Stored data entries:
'''
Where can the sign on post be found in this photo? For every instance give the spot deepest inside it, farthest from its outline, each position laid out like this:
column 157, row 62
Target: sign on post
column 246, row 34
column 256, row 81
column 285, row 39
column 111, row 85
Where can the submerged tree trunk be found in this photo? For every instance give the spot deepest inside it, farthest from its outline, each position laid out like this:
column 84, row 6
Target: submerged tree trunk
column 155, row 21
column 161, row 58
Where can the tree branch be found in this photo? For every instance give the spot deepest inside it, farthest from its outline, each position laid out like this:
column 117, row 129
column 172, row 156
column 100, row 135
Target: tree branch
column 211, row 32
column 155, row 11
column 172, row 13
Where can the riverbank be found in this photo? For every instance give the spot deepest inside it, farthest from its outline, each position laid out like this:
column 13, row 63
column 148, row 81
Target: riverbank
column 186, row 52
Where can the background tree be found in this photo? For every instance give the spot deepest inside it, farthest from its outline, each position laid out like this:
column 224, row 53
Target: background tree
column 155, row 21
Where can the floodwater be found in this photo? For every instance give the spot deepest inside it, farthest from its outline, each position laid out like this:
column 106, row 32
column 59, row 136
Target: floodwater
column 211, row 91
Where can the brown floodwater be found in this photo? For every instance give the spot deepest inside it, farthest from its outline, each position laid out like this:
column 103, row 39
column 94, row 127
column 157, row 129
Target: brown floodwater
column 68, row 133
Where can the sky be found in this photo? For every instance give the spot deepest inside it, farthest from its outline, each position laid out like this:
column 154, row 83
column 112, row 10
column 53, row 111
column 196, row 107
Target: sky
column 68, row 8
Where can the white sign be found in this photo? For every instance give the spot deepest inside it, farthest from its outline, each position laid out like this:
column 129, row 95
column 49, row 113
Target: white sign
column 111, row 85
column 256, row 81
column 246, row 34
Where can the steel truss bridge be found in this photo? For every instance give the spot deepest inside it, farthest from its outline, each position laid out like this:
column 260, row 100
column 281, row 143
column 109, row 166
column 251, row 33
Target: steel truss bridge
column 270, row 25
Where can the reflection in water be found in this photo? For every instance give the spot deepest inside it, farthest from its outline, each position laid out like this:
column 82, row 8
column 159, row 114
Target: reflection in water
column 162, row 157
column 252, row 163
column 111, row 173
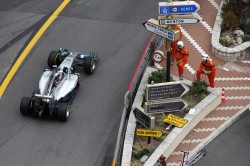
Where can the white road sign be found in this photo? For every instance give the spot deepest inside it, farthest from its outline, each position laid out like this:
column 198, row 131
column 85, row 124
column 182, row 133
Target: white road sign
column 152, row 25
column 170, row 21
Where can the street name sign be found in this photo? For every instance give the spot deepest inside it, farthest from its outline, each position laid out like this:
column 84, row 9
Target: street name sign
column 171, row 21
column 165, row 90
column 158, row 56
column 149, row 133
column 152, row 25
column 178, row 7
column 175, row 120
column 144, row 119
column 172, row 105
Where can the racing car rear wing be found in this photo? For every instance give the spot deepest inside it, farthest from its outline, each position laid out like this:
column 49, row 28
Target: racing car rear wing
column 43, row 96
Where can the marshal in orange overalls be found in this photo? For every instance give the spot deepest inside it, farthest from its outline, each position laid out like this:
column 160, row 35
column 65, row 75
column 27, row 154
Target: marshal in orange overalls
column 181, row 59
column 173, row 43
column 207, row 68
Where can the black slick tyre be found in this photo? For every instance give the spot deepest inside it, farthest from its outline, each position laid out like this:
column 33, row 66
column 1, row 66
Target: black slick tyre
column 53, row 59
column 63, row 112
column 89, row 65
column 25, row 106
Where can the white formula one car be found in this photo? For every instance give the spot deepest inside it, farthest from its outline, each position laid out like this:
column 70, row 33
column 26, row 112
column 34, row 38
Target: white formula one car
column 58, row 86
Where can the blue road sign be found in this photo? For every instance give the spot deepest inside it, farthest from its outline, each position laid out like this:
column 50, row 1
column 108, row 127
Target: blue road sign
column 185, row 7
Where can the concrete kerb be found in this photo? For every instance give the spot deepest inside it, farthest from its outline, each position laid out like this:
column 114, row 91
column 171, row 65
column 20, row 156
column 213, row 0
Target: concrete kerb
column 219, row 130
column 177, row 134
column 229, row 54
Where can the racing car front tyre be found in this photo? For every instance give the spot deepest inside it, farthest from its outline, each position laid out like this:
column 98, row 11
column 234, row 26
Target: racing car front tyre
column 63, row 112
column 25, row 105
column 89, row 65
column 53, row 58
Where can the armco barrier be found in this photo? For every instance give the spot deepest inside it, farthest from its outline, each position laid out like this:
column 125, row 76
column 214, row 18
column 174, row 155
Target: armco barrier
column 152, row 45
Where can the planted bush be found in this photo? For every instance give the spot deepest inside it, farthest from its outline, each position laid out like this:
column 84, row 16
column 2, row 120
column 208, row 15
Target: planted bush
column 158, row 76
column 138, row 151
column 199, row 88
column 245, row 24
column 229, row 21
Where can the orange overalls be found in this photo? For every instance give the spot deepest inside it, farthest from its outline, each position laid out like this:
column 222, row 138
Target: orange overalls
column 181, row 59
column 173, row 43
column 209, row 69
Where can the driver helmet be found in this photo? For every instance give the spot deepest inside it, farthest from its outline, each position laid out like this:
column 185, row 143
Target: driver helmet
column 180, row 44
column 64, row 52
column 205, row 57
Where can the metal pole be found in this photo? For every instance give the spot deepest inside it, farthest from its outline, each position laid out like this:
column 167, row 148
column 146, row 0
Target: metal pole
column 168, row 60
column 168, row 56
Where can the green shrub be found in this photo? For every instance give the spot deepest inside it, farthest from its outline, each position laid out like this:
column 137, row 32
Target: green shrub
column 231, row 6
column 229, row 21
column 223, row 41
column 246, row 37
column 138, row 151
column 136, row 163
column 158, row 76
column 245, row 24
column 199, row 88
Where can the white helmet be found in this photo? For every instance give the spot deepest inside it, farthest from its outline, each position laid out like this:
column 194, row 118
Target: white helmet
column 180, row 44
column 205, row 57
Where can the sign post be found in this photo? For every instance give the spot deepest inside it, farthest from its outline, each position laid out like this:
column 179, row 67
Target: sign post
column 144, row 119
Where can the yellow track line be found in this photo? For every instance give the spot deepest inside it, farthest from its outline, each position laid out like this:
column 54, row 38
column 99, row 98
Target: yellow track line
column 30, row 46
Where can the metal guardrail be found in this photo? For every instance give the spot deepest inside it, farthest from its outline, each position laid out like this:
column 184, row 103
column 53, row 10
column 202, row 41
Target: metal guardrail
column 129, row 98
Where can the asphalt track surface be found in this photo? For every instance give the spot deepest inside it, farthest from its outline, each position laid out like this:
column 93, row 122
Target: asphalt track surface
column 231, row 147
column 111, row 28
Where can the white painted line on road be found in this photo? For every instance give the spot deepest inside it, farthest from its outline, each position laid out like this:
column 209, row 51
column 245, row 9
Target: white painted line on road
column 236, row 88
column 214, row 4
column 225, row 69
column 175, row 153
column 246, row 61
column 173, row 164
column 238, row 97
column 232, row 78
column 215, row 119
column 204, row 129
column 229, row 108
column 204, row 23
column 189, row 68
column 191, row 141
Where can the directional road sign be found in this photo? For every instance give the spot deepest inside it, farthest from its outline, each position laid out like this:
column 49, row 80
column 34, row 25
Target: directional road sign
column 165, row 90
column 178, row 7
column 165, row 106
column 170, row 21
column 144, row 119
column 152, row 25
column 158, row 56
column 149, row 133
column 175, row 120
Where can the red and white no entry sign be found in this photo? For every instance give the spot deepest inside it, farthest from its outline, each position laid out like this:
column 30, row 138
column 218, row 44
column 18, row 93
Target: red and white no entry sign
column 175, row 9
column 158, row 56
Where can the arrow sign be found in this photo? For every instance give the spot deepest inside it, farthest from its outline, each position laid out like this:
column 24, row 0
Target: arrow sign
column 149, row 133
column 166, row 106
column 144, row 119
column 152, row 25
column 178, row 7
column 175, row 120
column 165, row 90
column 170, row 21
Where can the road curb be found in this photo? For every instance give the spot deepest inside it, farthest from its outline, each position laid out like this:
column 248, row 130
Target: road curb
column 220, row 129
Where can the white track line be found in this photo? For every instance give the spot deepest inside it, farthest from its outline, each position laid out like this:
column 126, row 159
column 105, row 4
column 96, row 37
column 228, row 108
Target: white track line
column 232, row 78
column 204, row 129
column 229, row 108
column 215, row 119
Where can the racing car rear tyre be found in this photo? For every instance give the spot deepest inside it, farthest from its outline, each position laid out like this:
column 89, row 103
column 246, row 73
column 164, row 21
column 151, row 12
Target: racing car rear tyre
column 53, row 59
column 63, row 112
column 89, row 65
column 25, row 105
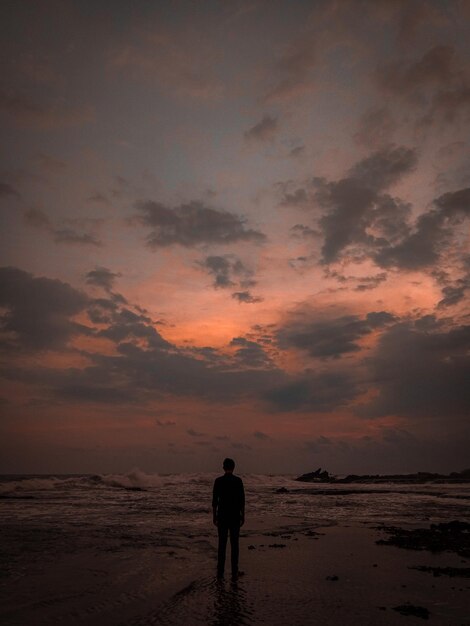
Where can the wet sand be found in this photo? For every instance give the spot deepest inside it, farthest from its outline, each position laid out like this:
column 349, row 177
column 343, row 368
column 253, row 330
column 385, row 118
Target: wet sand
column 295, row 574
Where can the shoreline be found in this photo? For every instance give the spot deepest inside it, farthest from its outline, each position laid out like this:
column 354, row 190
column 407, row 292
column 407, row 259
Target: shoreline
column 295, row 573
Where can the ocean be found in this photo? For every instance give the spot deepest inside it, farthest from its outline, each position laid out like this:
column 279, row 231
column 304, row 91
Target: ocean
column 139, row 549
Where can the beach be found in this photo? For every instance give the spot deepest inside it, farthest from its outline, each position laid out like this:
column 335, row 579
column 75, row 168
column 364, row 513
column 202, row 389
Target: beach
column 296, row 571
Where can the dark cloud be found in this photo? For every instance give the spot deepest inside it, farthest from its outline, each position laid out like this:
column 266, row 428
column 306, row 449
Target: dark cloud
column 264, row 130
column 246, row 297
column 250, row 354
column 432, row 234
column 421, row 369
column 195, row 433
column 356, row 207
column 38, row 219
column 300, row 231
column 102, row 277
column 164, row 424
column 404, row 77
column 332, row 337
column 384, row 167
column 228, row 271
column 361, row 283
column 261, row 436
column 437, row 84
column 299, row 197
column 125, row 324
column 192, row 224
column 296, row 152
column 71, row 236
column 37, row 312
column 6, row 191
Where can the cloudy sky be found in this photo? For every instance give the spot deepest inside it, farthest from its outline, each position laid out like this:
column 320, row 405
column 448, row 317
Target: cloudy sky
column 235, row 229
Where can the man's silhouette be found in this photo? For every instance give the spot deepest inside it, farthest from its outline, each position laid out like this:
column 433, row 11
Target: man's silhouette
column 228, row 509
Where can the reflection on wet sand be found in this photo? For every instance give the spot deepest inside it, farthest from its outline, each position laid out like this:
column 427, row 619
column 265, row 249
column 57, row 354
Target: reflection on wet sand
column 206, row 601
column 230, row 605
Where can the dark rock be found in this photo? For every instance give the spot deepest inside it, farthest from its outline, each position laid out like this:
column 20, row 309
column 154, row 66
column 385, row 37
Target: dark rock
column 449, row 537
column 461, row 572
column 317, row 476
column 410, row 609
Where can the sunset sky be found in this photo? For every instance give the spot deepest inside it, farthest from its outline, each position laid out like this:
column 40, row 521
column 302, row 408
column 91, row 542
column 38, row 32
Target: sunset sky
column 237, row 229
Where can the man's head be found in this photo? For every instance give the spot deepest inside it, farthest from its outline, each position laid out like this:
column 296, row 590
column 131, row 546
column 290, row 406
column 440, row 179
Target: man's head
column 229, row 465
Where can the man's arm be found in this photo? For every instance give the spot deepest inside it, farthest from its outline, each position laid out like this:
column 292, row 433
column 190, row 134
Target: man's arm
column 214, row 504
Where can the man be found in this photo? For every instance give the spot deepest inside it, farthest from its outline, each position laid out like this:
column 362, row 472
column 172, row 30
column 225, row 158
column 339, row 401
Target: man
column 228, row 511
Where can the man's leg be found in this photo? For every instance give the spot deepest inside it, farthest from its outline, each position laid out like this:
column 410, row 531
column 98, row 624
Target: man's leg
column 234, row 547
column 223, row 534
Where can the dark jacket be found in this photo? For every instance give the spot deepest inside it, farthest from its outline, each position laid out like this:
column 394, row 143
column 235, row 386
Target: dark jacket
column 228, row 498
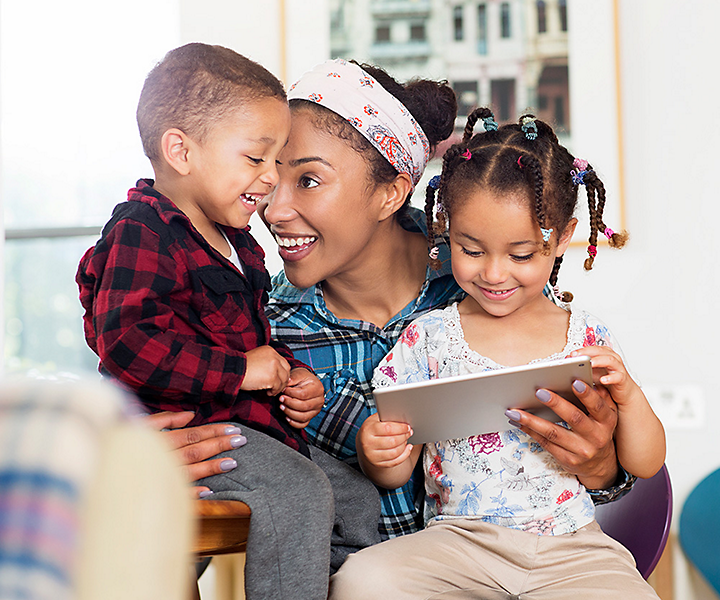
'''
Find the line with "column 224, row 53" in the entries above. Retype it and each line after it, exactly, through the line with "column 53, row 111", and stop there.

**ANSWER BOX**.
column 224, row 53
Target: background tree
column 155, row 21
Where can the floodwater be found in this photo? For every instance give the spot deepest inside it, farthest from its outline, each position laid out like this:
column 106, row 32
column 59, row 136
Target: floodwater
column 211, row 91
Where can the brown floodwater be found in this photo? For every instance give the spot deepest inside it, farthest from its outline, each position laid out like this:
column 103, row 39
column 94, row 127
column 157, row 129
Target: brown floodwater
column 68, row 133
Where can the sky be found in this photo? For every instance give the spot deepest inside it, farthest from its outline, each position laid out like this:
column 154, row 83
column 112, row 10
column 53, row 111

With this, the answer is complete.